*Extract provided*
The passer will pass it early to the cutter (on the cut) if he's not comfortable with the read the cutter is going to make if the passer holds the ball. On air time of a pass to the cutter, depending on his matchup the screener reverse pivots and seals (he's stronger than his defender) or cuts to the basket (he's quicker but not stronger), try to get a quick layup then move. Everything they do offensively is based on the match-up, know who you are and who is covering you.
The passer can hold the ball for a two-count if he has total trust in the cutter. If xcutter goes under the flare screen, the cutter makes a hard basket cut inside, forcing two defenders to play one.
The screener reads the situation, if he knows that the passer will hesitate and let the cutter make a read, there's no rush for the screener, he reads xcutter, it's not an automatic go to the basket.
They don't necessarily do this in their offence, but when they run sets late in games with the players he wants.
If xcutter goes over the flare screen, the cutter flares then makes a hard cut backdoor.
A lot of defenders will try to gamble and stay in the passing lane trying to get a steal.
In a game situation ( 5 on 5), the point guard must make the pass to the side of the floor the cutter is coming from.
Ideally he wants guys going to the basket even when they flare, hesitate, make a read, and make a backdoor or basket cut based on what the defender does. He doesn't like a pass and shot on the flare, it's a soft way to play.
If the defenders don't switch, you should be getting something good out of a backscreen.
On a post to guard backscreen, the defence wants the post on the perimeter, forces the cutter backdoor, the xscreener sags and cheats baseline to help because the screener can't shoot from outside.
The offence turns it into a flare situation (don't go where you are useless). The cutter first cuts hard towards the middle as though his defender had jumped to the ball, then uses the flare screen, the passer hits him on a one-count (not waiting for a late pass on a basket or backdoor cut, since that would get the post on the perimeter). The screener posts up.
The passer still looks at the screener first, anytime his defender cheats baseline it's a straight slip on eye contact with the passer.

*Excerpted data*
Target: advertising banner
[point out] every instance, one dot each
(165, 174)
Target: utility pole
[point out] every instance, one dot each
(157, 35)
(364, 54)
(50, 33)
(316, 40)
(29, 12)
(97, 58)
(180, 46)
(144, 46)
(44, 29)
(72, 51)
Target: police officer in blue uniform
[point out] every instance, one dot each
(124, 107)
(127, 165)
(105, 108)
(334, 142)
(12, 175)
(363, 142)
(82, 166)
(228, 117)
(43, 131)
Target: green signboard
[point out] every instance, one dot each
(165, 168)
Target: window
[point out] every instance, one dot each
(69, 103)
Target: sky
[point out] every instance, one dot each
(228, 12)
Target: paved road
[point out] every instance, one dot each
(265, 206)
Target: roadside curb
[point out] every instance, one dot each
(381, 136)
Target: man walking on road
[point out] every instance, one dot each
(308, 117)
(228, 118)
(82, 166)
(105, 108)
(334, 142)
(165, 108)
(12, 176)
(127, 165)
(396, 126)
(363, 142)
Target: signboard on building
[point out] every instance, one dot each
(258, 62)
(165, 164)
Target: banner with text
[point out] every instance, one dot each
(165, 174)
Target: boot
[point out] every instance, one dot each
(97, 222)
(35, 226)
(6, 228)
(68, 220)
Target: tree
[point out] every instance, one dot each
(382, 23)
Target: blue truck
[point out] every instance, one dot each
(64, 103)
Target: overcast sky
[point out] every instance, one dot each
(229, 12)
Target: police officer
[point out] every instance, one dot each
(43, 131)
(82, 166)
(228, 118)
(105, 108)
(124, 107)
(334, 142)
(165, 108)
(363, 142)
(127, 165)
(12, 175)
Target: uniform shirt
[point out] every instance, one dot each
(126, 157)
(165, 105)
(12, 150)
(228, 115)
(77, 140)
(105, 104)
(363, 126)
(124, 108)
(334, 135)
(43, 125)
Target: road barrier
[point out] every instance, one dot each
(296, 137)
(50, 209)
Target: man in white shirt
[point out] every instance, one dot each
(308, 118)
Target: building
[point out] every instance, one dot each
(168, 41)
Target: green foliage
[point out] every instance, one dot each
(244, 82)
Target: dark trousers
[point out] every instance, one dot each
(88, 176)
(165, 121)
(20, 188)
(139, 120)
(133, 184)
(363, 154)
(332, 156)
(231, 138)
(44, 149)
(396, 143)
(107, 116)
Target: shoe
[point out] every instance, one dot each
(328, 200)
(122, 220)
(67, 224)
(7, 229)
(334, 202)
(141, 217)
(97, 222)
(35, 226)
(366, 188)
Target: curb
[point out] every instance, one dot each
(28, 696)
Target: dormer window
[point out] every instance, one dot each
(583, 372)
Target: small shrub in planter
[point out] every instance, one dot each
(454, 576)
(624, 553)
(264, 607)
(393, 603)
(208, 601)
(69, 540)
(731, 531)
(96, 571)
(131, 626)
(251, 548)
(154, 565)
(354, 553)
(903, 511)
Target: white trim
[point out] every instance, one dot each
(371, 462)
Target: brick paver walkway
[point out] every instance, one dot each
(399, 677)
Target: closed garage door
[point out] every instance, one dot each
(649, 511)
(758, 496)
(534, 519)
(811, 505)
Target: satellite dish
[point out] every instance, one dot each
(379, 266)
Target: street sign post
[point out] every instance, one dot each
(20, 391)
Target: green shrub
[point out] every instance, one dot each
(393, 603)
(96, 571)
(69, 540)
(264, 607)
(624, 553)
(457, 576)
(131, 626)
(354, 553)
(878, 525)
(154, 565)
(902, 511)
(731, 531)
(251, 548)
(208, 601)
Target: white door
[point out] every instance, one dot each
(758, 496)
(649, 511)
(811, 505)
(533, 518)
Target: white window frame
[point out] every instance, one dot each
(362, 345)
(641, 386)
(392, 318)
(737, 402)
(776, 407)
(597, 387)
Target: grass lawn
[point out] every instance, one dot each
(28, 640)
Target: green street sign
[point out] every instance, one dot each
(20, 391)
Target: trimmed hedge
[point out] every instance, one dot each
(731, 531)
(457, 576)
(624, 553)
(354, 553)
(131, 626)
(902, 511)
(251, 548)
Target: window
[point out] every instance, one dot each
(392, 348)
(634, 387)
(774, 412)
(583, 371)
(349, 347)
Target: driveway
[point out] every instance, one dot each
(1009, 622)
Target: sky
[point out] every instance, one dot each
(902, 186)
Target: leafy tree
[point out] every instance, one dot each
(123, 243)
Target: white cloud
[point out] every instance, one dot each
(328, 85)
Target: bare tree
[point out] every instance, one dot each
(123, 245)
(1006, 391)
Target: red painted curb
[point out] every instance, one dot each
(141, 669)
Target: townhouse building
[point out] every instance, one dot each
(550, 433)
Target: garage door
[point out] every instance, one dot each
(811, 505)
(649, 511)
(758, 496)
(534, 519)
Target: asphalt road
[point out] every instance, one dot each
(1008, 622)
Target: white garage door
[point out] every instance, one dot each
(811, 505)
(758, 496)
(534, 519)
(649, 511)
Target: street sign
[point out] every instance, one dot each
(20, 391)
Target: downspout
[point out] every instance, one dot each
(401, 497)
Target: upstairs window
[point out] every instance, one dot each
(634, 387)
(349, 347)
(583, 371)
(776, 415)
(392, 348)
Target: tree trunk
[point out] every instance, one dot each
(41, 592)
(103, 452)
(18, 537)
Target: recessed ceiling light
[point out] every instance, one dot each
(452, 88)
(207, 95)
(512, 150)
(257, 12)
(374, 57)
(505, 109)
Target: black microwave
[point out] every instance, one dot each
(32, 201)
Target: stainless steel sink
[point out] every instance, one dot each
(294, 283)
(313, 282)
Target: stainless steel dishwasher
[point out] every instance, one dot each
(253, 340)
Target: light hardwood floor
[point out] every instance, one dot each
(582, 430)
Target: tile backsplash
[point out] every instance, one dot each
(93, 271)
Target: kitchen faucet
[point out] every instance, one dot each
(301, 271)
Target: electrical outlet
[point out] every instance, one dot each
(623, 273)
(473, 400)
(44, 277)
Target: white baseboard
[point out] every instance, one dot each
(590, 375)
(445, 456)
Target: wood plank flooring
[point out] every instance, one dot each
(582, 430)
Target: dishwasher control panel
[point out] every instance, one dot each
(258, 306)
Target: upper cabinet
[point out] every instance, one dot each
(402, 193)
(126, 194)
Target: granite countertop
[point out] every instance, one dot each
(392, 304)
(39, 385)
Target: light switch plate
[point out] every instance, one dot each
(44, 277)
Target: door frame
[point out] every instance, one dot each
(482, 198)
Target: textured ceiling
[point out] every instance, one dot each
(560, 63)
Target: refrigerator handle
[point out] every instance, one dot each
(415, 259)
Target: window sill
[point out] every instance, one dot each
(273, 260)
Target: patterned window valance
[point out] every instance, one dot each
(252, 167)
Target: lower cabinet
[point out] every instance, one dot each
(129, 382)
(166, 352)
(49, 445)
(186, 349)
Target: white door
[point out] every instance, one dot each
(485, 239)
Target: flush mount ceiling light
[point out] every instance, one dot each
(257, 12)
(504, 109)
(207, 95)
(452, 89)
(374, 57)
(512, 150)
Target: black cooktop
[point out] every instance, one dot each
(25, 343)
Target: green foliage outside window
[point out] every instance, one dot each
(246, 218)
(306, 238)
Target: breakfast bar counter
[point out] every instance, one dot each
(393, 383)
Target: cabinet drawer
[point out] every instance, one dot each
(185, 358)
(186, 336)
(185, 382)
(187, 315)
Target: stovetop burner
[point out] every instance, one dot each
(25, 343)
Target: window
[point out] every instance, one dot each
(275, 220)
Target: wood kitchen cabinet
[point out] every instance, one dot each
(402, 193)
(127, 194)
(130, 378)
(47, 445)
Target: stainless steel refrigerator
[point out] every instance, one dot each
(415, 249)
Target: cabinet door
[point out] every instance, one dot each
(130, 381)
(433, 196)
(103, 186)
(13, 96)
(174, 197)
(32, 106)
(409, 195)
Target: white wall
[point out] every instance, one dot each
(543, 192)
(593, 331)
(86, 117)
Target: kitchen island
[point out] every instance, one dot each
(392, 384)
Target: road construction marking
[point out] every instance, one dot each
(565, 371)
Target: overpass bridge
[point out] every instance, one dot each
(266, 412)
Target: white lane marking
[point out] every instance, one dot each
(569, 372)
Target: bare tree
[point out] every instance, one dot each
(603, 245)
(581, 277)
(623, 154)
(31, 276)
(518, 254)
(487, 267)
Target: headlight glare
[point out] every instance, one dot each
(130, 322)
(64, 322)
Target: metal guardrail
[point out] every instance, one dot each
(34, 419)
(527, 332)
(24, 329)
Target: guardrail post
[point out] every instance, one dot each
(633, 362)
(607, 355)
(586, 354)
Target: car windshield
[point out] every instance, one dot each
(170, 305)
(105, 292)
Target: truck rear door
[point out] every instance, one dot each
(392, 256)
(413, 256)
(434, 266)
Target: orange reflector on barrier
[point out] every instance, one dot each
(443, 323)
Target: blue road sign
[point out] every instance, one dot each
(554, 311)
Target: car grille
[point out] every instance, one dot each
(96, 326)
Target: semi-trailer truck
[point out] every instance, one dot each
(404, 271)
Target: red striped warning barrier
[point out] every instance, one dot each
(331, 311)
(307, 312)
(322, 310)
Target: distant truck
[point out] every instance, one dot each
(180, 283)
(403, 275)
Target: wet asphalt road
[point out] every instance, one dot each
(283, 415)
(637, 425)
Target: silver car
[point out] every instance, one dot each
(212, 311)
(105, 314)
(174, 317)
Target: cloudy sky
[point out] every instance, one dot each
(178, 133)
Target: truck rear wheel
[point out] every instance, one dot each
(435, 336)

*Task requirements*
(1) In the notes on flare and backscreen actions, what does the cutter do if xcutter goes over the flare screen?
(2) Extend the notes on flare and backscreen actions from their final line, keeping the same terse coaching style.

*Expected responses*
(1) The cutter flares, then makes a hard cut backdoor.

(2)
The xcutter jumps to the ball and the defenders come together to prevent a slip by the screener. The screener readjusts to set a flare screen, thinking the defence is forcing a flare.
The cutter gets to the screen and sees xscreener stepping up, instead of the flare he makes a hard cut to the basket (the block) then triangles out, right away the screener slips hard to the rim to sit and seal on a mismatch, or to beat the defender to the rim if the screener is quicker but not as big or strong.
Set ballscreens if you know the other team switches every screen.
Even if the defence does a good job of switching you get mismatches where you want them. You get a mismatch then a close-out big on little (especially if X5 stays to defend a slip by the screener), or a post up with the ball entered from the point guard at the top (Carleton enters from the top 80% of the time). Ignore the 3-point line, go inside to the mismatch.
Most of Carleton's screens are little to big.
Attackers can cause confusion even on same-size screens (triangle it).
They don't mess around with running offence if teams are going to get up the line and deny everywhere. He doesn't care what they do offensively so long as the ball gets to 8 feet, and you've got a problem if one of your main ballhandlers has the ball in the middle of the floor and can't get the ball to 8 feet. They take it away by not dribbling up top with anybody who doesn't have a match-up, it just zones everything up. They don't have a point guard, it depends on who you put on his guys.